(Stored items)
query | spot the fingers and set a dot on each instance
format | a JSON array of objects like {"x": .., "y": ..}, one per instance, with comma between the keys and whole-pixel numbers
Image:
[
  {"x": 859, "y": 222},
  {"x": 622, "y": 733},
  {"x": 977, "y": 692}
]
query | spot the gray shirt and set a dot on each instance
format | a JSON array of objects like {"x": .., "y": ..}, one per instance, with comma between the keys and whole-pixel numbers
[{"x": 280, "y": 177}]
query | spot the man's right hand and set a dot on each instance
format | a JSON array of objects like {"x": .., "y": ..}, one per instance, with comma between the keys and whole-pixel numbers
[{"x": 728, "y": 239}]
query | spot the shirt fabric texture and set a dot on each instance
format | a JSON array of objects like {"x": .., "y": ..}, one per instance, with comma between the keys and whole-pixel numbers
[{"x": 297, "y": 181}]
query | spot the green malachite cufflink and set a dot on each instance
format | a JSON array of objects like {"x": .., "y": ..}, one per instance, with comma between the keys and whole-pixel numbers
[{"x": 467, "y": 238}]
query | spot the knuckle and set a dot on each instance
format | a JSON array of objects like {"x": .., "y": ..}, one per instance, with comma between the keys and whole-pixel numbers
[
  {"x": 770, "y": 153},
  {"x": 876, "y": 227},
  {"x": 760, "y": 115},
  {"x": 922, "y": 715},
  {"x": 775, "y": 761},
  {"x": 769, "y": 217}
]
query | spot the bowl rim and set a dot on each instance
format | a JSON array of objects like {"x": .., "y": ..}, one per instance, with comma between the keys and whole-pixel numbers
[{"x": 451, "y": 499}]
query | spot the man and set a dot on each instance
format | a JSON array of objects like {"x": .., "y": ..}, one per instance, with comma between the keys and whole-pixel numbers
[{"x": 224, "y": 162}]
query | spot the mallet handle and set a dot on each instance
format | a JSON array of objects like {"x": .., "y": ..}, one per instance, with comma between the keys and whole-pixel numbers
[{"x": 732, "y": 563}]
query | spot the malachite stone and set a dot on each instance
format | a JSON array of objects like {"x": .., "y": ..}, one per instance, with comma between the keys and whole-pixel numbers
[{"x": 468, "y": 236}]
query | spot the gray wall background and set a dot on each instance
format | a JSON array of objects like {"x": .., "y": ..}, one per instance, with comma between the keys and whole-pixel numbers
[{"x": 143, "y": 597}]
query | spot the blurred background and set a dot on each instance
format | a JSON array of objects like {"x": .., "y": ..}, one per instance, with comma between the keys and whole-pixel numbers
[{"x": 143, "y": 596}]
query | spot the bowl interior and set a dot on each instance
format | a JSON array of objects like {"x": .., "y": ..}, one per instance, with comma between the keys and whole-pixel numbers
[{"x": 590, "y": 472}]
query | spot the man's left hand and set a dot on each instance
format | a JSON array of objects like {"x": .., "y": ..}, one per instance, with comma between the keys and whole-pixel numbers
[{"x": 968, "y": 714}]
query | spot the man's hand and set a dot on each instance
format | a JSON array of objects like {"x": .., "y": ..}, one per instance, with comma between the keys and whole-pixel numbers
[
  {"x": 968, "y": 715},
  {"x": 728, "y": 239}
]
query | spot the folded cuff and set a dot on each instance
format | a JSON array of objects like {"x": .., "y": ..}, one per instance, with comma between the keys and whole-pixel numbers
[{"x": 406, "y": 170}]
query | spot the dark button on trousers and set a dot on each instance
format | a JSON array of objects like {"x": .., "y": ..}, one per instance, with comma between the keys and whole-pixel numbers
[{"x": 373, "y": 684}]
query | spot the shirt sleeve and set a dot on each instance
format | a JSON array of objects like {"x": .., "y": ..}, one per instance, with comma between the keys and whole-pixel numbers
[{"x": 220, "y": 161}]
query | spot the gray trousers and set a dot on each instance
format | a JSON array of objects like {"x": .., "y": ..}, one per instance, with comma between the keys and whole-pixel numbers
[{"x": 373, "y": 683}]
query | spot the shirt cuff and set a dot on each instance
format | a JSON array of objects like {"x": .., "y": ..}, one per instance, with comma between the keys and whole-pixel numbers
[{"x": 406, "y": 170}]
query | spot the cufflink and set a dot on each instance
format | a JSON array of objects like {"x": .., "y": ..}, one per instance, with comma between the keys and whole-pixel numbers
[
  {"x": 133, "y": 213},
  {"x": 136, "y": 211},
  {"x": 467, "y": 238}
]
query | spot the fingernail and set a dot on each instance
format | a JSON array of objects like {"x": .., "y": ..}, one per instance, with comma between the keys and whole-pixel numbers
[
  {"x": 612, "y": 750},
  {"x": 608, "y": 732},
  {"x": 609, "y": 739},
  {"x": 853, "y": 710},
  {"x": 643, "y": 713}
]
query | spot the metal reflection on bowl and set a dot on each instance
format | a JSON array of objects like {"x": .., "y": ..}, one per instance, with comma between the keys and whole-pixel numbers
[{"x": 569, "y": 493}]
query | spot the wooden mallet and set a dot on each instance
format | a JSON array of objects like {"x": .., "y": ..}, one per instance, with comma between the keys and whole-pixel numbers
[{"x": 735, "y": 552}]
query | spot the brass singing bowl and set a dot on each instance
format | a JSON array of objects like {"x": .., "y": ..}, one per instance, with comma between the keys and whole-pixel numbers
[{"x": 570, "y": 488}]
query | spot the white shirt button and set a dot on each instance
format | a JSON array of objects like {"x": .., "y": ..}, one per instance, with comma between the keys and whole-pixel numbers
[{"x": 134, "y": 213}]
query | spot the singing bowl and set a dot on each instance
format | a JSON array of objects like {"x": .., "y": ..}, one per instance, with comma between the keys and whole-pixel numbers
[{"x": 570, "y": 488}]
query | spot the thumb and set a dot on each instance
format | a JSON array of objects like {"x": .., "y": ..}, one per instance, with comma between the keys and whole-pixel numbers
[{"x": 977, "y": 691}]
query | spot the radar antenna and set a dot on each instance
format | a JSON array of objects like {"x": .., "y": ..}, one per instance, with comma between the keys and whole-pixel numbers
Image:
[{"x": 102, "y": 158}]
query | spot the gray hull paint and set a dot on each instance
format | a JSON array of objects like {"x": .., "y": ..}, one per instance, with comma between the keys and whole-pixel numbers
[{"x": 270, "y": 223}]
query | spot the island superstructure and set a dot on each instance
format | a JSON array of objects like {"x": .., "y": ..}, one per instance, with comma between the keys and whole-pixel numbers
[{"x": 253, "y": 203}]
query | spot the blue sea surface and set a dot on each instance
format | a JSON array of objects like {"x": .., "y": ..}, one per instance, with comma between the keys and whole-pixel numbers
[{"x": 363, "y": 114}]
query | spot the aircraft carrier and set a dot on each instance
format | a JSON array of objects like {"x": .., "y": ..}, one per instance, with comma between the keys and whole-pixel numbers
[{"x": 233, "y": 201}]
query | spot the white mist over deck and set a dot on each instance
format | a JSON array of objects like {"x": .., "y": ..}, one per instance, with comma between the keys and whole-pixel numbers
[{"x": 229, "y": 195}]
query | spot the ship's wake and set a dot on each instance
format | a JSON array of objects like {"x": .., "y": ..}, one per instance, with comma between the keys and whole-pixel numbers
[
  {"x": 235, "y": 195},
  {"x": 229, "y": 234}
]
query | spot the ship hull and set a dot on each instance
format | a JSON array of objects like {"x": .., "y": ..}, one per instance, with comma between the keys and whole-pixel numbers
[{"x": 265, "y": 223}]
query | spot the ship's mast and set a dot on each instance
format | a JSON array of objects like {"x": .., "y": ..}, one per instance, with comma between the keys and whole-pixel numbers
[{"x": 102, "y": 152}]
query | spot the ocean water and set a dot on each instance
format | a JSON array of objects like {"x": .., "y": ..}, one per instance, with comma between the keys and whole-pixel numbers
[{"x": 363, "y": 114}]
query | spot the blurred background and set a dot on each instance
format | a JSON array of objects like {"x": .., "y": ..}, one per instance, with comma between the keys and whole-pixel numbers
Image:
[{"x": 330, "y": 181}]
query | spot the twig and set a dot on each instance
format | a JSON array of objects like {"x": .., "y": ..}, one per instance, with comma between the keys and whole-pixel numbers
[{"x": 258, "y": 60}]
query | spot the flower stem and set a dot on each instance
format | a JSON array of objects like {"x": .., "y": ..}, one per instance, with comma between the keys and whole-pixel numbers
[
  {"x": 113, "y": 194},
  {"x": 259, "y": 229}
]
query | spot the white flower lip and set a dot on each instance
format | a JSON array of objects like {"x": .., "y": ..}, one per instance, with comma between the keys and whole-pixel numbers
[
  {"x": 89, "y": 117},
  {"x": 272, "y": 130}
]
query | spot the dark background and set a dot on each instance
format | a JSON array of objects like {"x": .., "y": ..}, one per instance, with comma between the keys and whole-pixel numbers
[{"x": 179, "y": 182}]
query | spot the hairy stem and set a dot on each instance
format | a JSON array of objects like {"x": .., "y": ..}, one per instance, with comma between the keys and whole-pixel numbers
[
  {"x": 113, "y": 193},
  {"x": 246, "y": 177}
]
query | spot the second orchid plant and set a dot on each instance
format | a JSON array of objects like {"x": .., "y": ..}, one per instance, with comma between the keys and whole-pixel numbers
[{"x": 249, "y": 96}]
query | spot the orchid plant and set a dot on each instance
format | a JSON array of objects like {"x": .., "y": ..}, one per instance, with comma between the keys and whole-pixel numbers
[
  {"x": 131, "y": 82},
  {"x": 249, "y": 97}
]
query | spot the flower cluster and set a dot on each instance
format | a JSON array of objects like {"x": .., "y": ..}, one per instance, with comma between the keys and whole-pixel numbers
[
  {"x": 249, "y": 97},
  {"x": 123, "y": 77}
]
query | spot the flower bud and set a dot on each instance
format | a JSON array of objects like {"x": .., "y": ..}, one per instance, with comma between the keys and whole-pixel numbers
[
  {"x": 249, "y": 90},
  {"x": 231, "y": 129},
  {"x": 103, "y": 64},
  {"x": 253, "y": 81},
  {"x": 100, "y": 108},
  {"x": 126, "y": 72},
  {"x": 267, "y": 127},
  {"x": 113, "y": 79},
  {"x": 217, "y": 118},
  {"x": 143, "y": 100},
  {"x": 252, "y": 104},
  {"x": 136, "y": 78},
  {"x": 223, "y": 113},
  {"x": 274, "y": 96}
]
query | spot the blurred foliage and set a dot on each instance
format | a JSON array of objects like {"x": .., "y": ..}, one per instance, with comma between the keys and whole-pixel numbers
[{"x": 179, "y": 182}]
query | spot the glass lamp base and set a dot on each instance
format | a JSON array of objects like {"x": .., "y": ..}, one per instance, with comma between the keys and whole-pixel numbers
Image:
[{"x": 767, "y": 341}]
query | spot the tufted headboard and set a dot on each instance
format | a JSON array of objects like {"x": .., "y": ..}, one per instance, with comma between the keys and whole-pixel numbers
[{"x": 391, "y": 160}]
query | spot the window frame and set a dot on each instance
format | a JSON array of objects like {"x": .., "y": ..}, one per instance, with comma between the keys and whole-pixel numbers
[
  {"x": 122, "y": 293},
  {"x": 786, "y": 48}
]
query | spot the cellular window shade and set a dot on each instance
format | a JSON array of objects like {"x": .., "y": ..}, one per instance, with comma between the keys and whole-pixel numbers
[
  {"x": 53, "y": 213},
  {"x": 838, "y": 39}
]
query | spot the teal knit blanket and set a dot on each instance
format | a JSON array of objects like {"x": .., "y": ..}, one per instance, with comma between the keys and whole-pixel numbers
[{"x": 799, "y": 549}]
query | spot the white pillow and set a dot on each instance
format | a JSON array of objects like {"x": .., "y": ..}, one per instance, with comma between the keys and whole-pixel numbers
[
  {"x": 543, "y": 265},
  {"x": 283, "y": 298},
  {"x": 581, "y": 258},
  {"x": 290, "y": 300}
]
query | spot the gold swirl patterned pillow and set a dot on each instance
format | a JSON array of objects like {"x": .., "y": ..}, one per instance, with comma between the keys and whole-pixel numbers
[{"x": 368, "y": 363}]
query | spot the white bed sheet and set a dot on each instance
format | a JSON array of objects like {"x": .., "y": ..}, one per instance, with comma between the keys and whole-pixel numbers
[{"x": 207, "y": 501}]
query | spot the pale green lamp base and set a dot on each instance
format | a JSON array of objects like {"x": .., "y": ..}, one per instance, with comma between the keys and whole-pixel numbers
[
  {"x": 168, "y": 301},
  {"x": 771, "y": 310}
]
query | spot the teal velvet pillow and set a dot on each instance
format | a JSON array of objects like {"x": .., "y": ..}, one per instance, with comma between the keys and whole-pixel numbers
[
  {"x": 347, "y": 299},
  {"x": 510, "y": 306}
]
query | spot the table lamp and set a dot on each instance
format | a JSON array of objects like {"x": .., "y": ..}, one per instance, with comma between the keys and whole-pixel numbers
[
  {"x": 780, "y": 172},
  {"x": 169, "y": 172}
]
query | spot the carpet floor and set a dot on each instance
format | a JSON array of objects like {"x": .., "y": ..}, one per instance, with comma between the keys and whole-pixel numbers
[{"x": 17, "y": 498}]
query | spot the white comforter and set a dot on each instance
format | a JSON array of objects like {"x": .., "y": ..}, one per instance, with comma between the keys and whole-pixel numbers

■ Task goal
Write out exactly the lines above from the line with "query | spot the island" through the line with "query | spot the ship's wake", both of them included, and leave out all other lines.

■ Completed exercise
query | spot the island superstructure and set a dot on each instance
format | a JSON array of objects like {"x": .., "y": ..}, one per instance, with comma between the keys and whole-pixel numbers
[{"x": 253, "y": 203}]
query | spot the blue sea surface and set a dot on each instance
format | a JSON array of objects like {"x": .., "y": ..}, one per instance, with comma between the keys and whole-pixel numbers
[{"x": 363, "y": 114}]
query | spot the aircraft carrier and set a dot on each instance
format | a JSON array of objects like {"x": .., "y": ..}, one per instance, with comma between the keys and whole-pixel numbers
[{"x": 233, "y": 201}]
query | spot the white mist over deck and set a dot on each instance
format | a JSON array of objects like {"x": .., "y": ..}, one per instance, with comma between the keys and whole-pixel numbers
[{"x": 229, "y": 195}]
query | spot the ship's wake and set a dot on each instance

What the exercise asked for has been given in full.